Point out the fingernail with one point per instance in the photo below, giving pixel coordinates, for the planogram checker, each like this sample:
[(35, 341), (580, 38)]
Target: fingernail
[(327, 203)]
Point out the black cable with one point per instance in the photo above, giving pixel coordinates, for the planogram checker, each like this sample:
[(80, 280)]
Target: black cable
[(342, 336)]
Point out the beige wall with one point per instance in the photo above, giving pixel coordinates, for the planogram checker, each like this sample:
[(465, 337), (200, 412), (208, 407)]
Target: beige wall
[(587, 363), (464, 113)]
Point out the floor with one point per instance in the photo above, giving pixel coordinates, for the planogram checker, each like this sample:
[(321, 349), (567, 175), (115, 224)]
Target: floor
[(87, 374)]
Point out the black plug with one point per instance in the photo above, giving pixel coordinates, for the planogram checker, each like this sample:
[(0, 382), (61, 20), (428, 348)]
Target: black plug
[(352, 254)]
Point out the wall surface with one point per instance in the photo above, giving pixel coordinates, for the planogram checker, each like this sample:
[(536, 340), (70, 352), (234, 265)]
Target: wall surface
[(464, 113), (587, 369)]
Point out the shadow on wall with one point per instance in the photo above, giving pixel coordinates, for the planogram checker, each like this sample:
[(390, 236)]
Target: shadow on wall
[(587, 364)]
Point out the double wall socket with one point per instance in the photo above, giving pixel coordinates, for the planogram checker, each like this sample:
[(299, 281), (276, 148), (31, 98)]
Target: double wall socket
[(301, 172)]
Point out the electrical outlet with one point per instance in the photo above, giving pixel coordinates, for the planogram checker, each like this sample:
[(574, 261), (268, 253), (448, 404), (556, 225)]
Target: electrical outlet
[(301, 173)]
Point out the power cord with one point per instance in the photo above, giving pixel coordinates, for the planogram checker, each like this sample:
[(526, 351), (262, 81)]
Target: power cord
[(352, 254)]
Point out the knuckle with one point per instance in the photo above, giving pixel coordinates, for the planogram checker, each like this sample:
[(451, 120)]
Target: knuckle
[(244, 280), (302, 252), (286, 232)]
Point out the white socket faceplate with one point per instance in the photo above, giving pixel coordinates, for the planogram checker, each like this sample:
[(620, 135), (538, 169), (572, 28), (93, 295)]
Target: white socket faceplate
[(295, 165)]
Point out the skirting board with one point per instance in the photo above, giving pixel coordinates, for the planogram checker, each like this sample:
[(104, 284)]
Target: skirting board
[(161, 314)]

-=-=-

» About this exercise:
Only an exact transcription of all the entries will do.

» Your response:
Point out the fingernail with one point per instance in the photo below, giving pixel coordinates, for the planogram checker, each like this sample:
[(35, 341), (580, 38)]
Target: fingernail
[(327, 203)]
Point out the black cable with one point per instance in the photo above, giving pixel coordinates, for the planogram checker, each like this sample:
[(80, 280)]
Target: black cable
[(342, 336)]
Point out the beige wall with one point per instance in the photo above, giving pixel coordinates, for the planogram checker, each like this sample:
[(465, 337), (200, 412), (208, 407)]
Target: beige wall
[(587, 363), (464, 113)]
Point out the floor with one point per instance in the photo above, giving pixel coordinates, for the planogram checker, each like this sample:
[(321, 349), (567, 175), (115, 224)]
Target: floor
[(87, 374)]
Point out the black plug with one point per instance in the photo above, giving pixel coordinates, for the planogram checker, each like this sample:
[(0, 382), (61, 20), (428, 348)]
Target: black plug
[(352, 254)]
Point out the wall surface with one point per instance in the photo above, giving pixel coordinates, for the planogram checker, each like this sample:
[(536, 340), (70, 352), (234, 265)]
Target: wall surface
[(464, 113), (587, 369)]
Point out the shadow on wall with one point per instance in the photo above, giving pixel coordinates, for the planogram checker, each like this sample:
[(390, 236)]
Target: shadow on wall
[(587, 364)]
Point out the double wall socket with one point per instance in the photo above, giving pixel coordinates, for the planogram checker, each like this sample:
[(299, 281), (276, 148), (31, 98)]
Target: double wall socket
[(301, 172)]
Point out the electrical outlet with one point per instance in the photo above, giving pixel coordinates, for the planogram checker, each like this sample:
[(574, 261), (268, 253), (448, 404), (556, 225)]
Target: electrical outlet
[(301, 173)]
Point out the power cord with one point per instance in the photo above, giving pixel coordinates, for the planogram checker, each like this sample:
[(526, 351), (262, 81)]
Target: power cord
[(352, 254)]
Point out the knuckle with one point per instance in the photo above, giving pixel coordinates, for the planogram checker, each like this sample:
[(451, 120)]
Target: knuckle
[(244, 280), (302, 252), (286, 232)]
Point out the white socket faceplate with one point per instance in the photo above, giving pixel coordinates, for the planogram checker, each like this sample:
[(620, 135), (538, 169), (572, 28), (93, 295)]
Target: white socket faceplate
[(295, 165)]
Point out the skirting board with one point per instance in the photo above, giving pixel coordinates, for the planogram checker, each like this sample:
[(104, 284)]
Target: skirting board
[(161, 314)]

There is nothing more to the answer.